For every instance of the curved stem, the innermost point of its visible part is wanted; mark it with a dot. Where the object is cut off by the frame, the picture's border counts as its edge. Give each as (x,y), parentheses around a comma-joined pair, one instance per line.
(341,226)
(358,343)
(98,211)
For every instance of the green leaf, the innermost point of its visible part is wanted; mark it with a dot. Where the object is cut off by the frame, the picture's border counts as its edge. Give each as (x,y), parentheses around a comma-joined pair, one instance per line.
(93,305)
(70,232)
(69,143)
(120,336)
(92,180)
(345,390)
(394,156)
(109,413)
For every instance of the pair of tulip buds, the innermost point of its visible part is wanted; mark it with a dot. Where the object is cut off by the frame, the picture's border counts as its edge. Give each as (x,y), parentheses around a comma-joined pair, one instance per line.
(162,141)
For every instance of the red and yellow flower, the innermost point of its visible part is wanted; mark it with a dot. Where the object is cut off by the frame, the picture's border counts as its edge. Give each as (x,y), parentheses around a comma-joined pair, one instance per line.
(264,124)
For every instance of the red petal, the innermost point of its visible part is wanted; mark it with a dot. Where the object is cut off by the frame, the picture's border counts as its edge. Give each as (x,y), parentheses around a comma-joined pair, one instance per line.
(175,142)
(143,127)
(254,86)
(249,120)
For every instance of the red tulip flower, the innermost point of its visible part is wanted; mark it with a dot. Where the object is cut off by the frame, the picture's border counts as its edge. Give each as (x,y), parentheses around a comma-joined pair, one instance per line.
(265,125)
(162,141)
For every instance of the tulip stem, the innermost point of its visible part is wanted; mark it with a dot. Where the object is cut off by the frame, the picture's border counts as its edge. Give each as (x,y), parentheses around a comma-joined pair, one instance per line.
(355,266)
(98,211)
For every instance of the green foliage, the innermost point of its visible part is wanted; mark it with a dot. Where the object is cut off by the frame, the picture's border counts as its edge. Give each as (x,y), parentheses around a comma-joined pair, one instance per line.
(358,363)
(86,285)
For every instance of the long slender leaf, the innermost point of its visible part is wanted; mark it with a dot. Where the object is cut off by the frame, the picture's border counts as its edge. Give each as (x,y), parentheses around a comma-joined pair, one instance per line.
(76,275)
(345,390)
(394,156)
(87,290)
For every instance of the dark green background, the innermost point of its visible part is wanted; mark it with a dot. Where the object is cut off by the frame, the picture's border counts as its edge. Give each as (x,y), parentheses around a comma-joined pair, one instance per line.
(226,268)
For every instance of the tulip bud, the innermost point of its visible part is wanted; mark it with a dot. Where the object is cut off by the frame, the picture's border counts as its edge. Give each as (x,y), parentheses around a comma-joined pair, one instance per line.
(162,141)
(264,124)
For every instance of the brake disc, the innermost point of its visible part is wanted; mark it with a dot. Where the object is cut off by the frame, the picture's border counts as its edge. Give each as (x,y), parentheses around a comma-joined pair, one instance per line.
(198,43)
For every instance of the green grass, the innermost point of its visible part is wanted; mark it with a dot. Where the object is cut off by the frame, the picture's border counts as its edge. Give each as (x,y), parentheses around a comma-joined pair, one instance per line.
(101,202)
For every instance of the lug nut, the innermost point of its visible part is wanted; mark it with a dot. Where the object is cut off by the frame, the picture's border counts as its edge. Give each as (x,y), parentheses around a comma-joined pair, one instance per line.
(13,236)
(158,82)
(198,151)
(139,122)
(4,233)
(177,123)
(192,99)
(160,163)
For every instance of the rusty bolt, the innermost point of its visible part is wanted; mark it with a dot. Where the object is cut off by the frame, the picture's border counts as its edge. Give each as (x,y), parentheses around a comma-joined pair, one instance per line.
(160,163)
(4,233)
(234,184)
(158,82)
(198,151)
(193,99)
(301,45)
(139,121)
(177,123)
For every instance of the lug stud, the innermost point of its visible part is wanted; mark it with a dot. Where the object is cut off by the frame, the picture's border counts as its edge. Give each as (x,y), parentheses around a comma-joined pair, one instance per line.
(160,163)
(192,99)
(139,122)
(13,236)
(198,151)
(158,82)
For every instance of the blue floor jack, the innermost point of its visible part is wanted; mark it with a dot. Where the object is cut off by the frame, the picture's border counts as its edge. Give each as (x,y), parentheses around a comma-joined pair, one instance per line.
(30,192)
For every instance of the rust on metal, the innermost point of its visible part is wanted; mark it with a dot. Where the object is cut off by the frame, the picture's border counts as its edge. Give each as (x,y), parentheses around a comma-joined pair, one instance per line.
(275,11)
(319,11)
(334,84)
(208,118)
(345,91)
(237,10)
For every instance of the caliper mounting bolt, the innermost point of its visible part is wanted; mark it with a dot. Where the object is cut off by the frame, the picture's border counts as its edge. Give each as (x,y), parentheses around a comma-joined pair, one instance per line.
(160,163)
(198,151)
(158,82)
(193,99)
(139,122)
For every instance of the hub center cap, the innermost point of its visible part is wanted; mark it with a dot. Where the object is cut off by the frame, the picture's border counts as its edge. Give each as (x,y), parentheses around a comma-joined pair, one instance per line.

**********

**Aim:** Begin with the line that contains "For every instance of the caliper" and quote each line after it exactly, stopping after the last line of the data.

**Full answer:**
For every instance of the caliper mounting bolt, the innermost point of its visible part is wanted; mark it with a dot. Where the object is cut off by the frame, the picture's border counts as its edge. Give each as (x,y), parentheses around a comma-joined pair, one instance per line.
(160,163)
(198,151)
(158,82)
(193,99)
(139,122)
For every instance of the hub center cap, the innermost point of its visible part is wanted; mark it with a dot. Where the object is cut off by the frame, the picture's border counts as its edge. Give each as (x,y), parentheses around a comma-joined pair, one instance per line.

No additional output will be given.